▶ _THE TASKS_
a - From the mini-batch type text, extract word for word the span from "Unlike the other" to "only using --*_data_path_and_name_and_type.".
b - In the mini-batch type text, which option changes the batch size when the batch type is numel?
c - List every batch type named in the mini-batch type text.

BEGIN TEXT PASSAGE

Change mini-batch type

We adopt variable mini-batch size with considering the dimension of the input features to make the best use of the GPU memory.

There are 6 types:

batch_type	Option to change batch-size	Variable batch-size	Requirement
unsorted	--batch_size	No	-
sorted	--batch_size	No	Length information of features
folded	--batch_size	Yes	Length information of features
length	--batch_bins	Yes	Length information of features
numel	--batch_bins	Yes	Shape information of features
catbel	--batch_size	No	-

Note that --batch_size is ignored if --batch_type=length or --batch_type=numel.

`--batch_type unsorted`

This mode has nothing special feature and just creates constant-size mini-batches without any sorting by the length order. If you intend to use ESPnet as not Seq2Seq task, this type may be suitable.

Unlike the other mode, this mode doesn't require the information of the feature dimension. In other words, it's not mandatory to prepare shape_file:

python -m espnet.bin.asr_train \
  --batch_size 10 --batch_type unsorted \
  --train_data_path_and_name_and_type "train.scp,feats,npy" \
  --valid_data_path_and_name_and_type "valid.scp,feats,npy" \
  --train_shape_file "train.scp" \
  --valid_shape_file "valid.scp"

This system might seem strange and you might also feel --*_shape_file is verbose because the training corpus can be described totally only using --*_data_path_and_name_and_type.

From the viewpoint of the implementation, we separate the data source for the Dataset and BatchSampler in the term of PyTorch and --*_data_path_and_name_and_type and --*_shape_file correspond to them respectively. From the viewpoint of the training strategy, because variable batch-size is supported according to the length/dimension of each feature, thus we need to prepare the shape information before training.

END TEXT PASSAGE
BEGIN EXTRACTED RECORDS

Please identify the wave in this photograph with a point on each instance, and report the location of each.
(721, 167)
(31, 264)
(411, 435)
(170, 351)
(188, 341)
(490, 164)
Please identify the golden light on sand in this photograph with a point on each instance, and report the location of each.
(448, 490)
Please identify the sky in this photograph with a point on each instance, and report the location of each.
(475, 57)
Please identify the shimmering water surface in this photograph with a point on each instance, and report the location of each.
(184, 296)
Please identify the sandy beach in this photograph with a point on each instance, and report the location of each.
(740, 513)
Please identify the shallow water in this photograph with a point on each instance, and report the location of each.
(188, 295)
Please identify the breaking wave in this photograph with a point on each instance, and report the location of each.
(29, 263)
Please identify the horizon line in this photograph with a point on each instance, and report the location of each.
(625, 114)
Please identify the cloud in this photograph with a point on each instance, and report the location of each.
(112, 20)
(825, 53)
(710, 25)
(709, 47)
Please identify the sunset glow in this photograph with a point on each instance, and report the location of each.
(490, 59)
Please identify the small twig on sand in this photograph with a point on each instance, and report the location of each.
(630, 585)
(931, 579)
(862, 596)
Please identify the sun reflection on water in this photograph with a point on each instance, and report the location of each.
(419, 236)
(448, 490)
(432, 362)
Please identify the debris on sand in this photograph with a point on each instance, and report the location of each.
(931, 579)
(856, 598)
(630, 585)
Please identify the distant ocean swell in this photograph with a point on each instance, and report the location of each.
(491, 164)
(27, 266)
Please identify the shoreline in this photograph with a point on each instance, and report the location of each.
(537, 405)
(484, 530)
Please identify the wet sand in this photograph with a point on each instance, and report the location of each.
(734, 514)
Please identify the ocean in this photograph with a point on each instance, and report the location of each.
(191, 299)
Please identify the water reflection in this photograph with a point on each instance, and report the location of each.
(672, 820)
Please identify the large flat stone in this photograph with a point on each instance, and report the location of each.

END EXTRACTED RECORDS

▶ _SET OF ANSWERS_
a -
Unlike the other mode, this mode doesn't require the information of the feature dimension. In other words, it's not mandatory to prepare shape_file:

python -m espnet.bin.asr_train \
  --batch_size 10 --batch_type unsorted \
  --train_data_path_and_name_and_type "train.scp,feats,npy" \
  --valid_data_path_and_name_and_type "valid.scp,feats,npy" \
  --train_shape_file "train.scp" \
  --valid_shape_file "valid.scp"

This system might seem strange and you might also feel --*_shape_file is verbose because the training corpus can be described totally only using --*_data_path_and_name_and_type.

b - --batch_bins

c - unsorted, sorted, folded, length, numel, catbel